PROPULSION DEVICE AND A VTOL AIRCRAFT WITH A PROPULSION DEVICE

Abstract

The disclosure relates to a drive device having an electric drive, which is connected to an aircraft structure of a vertical take-off and landing (VTOL) aircraft, characterized by a strut device that connects the electric drive to the aircraft structure. The electric drive is configured to be pivotable relative to the aircraft structure about a pivot axis by a pivoting device, and at least one attachment device of the pivoting device is arranged on the aircraft structure.

Claims

1. A drive device comprising: an electric drive; and a strut device configured to connect the electric drive to an aircraft structure of a vertical take-off and landing (VTOL) aircraft, wherein the electric drive is configured to be pivotable relative to the aircraft structure about a pivot axis by a pivoting device, and wherein at least one attachment device of the pivoting device is arranged on the aircraft structure.

2. The drive device of claim 1, wherein the at least one attachment device is arranged above an axial, horizontal mid-plane of the drive device.

(Collected data entries)

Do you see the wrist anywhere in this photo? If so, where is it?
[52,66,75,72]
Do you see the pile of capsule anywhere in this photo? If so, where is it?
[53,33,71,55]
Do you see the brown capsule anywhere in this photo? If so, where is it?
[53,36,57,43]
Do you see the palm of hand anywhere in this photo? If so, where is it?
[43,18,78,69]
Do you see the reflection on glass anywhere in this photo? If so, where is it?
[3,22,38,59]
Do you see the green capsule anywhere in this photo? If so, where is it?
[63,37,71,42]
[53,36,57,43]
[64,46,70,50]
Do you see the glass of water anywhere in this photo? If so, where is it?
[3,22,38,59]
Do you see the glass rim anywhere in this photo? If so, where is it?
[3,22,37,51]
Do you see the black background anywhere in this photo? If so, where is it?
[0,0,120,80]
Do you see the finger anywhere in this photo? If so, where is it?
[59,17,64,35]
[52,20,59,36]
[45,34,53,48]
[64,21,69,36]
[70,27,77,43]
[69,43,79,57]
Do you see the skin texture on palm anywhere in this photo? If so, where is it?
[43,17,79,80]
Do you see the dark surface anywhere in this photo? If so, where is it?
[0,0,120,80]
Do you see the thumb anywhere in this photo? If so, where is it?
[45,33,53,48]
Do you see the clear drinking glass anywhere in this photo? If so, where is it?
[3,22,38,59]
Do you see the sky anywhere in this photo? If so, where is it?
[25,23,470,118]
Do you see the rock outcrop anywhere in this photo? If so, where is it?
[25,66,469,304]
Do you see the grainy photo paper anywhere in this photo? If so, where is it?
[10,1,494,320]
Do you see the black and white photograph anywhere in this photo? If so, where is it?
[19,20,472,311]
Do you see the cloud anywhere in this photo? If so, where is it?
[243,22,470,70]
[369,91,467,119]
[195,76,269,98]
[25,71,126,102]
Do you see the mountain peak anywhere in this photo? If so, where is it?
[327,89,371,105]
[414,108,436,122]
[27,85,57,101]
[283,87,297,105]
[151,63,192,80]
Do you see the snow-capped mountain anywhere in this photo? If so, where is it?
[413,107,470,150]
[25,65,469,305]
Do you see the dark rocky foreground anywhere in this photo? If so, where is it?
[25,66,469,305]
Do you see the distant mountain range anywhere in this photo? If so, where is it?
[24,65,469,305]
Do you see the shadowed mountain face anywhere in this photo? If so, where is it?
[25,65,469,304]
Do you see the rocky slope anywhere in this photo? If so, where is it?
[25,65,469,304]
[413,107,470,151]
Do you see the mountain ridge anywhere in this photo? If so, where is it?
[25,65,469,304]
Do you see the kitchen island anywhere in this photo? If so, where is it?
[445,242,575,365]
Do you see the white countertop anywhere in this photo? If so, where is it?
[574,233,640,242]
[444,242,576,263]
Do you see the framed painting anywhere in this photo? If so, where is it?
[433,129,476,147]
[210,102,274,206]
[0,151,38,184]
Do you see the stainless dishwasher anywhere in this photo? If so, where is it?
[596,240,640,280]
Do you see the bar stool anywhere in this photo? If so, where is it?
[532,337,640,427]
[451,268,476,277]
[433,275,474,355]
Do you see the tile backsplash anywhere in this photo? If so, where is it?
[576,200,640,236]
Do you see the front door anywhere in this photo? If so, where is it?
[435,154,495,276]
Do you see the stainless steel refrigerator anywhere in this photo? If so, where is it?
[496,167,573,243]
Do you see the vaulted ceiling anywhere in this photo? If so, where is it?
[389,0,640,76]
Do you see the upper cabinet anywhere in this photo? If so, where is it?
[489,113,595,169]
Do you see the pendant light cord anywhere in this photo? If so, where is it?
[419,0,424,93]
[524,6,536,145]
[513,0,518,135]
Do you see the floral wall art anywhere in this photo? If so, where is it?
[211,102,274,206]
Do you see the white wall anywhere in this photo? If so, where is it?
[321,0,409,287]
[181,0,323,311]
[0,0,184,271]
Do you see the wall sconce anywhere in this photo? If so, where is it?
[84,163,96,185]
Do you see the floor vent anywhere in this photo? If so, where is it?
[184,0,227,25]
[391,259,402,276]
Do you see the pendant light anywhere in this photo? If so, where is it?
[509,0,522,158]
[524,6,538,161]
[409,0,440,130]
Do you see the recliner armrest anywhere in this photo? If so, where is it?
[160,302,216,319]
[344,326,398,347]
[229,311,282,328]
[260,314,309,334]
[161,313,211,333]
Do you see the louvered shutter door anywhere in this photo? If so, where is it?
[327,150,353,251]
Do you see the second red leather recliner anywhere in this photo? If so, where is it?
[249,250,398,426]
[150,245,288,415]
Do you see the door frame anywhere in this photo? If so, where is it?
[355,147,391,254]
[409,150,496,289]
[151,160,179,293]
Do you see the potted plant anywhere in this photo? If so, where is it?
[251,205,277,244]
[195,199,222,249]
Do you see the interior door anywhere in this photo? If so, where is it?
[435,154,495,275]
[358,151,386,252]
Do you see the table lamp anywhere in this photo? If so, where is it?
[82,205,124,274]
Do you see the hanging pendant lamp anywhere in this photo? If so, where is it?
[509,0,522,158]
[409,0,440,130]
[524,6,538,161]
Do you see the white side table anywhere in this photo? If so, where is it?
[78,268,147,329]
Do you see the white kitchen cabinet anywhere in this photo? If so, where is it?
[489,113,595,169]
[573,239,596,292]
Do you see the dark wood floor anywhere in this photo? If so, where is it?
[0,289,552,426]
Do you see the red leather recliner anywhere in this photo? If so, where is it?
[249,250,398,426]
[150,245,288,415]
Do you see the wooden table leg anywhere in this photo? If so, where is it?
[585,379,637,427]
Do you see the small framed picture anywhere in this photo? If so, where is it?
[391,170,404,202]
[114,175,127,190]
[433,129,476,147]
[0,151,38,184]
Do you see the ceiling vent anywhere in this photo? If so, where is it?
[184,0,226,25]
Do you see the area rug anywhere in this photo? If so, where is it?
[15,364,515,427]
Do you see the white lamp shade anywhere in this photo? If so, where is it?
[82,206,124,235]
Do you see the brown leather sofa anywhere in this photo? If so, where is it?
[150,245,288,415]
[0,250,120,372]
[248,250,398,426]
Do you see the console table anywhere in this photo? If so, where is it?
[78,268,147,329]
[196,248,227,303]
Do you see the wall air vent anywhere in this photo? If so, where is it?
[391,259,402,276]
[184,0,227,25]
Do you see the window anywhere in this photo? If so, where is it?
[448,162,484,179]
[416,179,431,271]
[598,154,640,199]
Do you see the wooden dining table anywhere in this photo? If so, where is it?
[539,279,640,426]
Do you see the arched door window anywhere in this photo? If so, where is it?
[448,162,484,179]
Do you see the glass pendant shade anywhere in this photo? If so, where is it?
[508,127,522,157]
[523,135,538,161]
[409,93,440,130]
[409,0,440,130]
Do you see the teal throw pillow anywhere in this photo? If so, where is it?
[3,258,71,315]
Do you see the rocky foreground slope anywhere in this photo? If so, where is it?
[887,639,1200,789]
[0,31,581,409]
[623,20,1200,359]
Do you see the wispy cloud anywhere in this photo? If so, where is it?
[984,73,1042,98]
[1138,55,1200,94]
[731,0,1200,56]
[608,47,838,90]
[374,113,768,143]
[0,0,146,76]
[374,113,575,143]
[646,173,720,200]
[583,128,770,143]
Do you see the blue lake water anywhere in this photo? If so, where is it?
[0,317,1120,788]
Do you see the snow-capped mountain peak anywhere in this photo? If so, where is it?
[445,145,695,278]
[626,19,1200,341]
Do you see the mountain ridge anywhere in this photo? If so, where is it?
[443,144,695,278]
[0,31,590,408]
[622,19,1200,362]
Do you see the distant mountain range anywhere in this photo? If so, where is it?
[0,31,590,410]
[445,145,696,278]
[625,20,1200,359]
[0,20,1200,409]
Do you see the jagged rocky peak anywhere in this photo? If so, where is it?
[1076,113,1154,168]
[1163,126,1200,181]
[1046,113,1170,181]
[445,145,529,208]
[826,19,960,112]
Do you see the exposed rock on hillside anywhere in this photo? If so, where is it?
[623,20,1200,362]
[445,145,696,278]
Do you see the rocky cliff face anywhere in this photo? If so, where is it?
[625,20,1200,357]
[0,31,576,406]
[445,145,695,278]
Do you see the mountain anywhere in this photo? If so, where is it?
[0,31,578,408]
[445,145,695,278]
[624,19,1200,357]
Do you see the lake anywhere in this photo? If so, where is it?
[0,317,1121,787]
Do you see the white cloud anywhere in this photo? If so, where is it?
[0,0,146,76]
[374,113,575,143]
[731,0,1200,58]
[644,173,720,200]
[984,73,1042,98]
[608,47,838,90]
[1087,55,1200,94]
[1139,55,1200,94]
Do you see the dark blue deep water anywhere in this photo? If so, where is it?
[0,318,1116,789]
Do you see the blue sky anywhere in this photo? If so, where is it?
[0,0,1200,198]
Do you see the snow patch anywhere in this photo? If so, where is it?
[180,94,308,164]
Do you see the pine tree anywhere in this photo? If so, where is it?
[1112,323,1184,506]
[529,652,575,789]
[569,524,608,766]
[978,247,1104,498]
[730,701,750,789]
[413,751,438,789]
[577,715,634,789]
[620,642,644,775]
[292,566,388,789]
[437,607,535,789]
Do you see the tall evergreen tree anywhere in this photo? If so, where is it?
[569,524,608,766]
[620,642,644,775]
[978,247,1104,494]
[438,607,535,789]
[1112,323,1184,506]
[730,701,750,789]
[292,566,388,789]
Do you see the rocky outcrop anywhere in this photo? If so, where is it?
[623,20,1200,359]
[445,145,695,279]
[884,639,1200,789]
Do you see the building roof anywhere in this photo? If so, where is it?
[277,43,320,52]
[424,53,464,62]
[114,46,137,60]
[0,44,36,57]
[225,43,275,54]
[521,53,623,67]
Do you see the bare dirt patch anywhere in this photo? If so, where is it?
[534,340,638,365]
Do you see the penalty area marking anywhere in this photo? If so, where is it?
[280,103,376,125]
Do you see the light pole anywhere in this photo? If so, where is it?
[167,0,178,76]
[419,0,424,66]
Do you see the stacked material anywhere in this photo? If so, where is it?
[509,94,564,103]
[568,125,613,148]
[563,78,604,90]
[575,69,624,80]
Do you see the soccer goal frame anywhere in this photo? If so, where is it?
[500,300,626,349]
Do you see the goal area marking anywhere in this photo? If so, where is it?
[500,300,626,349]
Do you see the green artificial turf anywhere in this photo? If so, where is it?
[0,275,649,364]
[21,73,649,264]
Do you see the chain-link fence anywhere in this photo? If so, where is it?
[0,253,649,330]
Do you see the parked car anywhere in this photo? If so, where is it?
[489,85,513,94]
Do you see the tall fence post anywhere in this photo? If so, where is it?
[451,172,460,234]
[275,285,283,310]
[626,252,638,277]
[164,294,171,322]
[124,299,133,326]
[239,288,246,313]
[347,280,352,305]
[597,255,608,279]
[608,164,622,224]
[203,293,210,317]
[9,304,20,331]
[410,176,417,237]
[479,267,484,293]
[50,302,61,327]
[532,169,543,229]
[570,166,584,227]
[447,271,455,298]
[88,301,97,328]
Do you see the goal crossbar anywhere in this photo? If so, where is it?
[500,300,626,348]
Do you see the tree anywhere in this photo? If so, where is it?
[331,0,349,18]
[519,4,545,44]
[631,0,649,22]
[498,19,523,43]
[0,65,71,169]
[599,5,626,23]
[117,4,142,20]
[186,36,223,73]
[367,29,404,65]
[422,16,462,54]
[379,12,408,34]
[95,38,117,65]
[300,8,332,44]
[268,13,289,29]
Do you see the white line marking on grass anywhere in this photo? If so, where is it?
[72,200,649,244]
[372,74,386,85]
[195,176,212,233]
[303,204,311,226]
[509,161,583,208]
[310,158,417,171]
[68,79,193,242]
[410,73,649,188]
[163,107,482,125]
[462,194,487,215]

DIRECTIVES>
1) Which rows contain the string "mountain"? Pick out each of those rows and copy it in full.
2) Can you supply what follows in the VTOL drive device patent, picking up right after claim 2?
The VTOL drive device patent and the rows come from unrelated sources.

ANSWERS TO THE TASKS>
1)
Do you see the mountain peak anywhere in this photo? If so, where is it?
Do you see the snow-capped mountain anywhere in this photo? If so, where is it?
Do you see the distant mountain range anywhere in this photo? If so, where is it?
Do you see the shadowed mountain face anywhere in this photo? If so, where is it?
Do you see the mountain ridge anywhere in this photo? If so, where is it?
Do you see the snow-capped mountain peak anywhere in this photo? If so, where is it?
Do you see the mountain ridge anywhere in this photo? If so, where is it?
Do you see the distant mountain range anywhere in this photo? If so, where is it?
Do you see the mountain anywhere in this photo? If so, where is it?

2)
3. The drive device of claim 1, wherein the at least one attachment device has an offset to a rear relative to the electric drive in a horizontal flight direction, and wherein the offset corresponds to at least a diameter of the strut device.

4. The drive device of claim 1, wherein at least one cooling air duct is configured to lead cooling air to a rear side of the electric drive.

5. The drive device of claim 4, wherein at least one electric inverter unit is arranged on the strut device with a heat exchange surface to the at least one cooling air duct.

6. The drive device of claim 1, wherein the pivot axis for at least one part of the strut device is configured to be positioned through two points of the aircraft structure.

7. The drive device of claim 1, wherein the pivot axis is configured to be located in an interior of an aircraft part.

8. The drive device of claim 1, wherein the strut device is coupled to an actuator of the pivoting device.

9. The drive device of claim 1, wherein the pivoting device is connected to the strut device via an articulated lever device.

10. The drive device of claim 1, wherein the strut device is configured to be pivotable by the pivoting device between a position for a horizontal flight direction and a position for a vertical flight direction.

11. The drive device of claim 1, wherein the electric drive comprises a transverse flux machine.

12. A vertical take-off and landing (VTOL) aircraft comprising: at least one drive device having: an electric drive; and a strut device connecting the electric drive to an aircraft structure of the VTOL aircraft, wherein the electric drive is configured to be pivotable relative to the aircraft structure about a pivot axis by a pivoting device, and wherein at least one attachment device of the pivoting device is arranged on the aircraft structure.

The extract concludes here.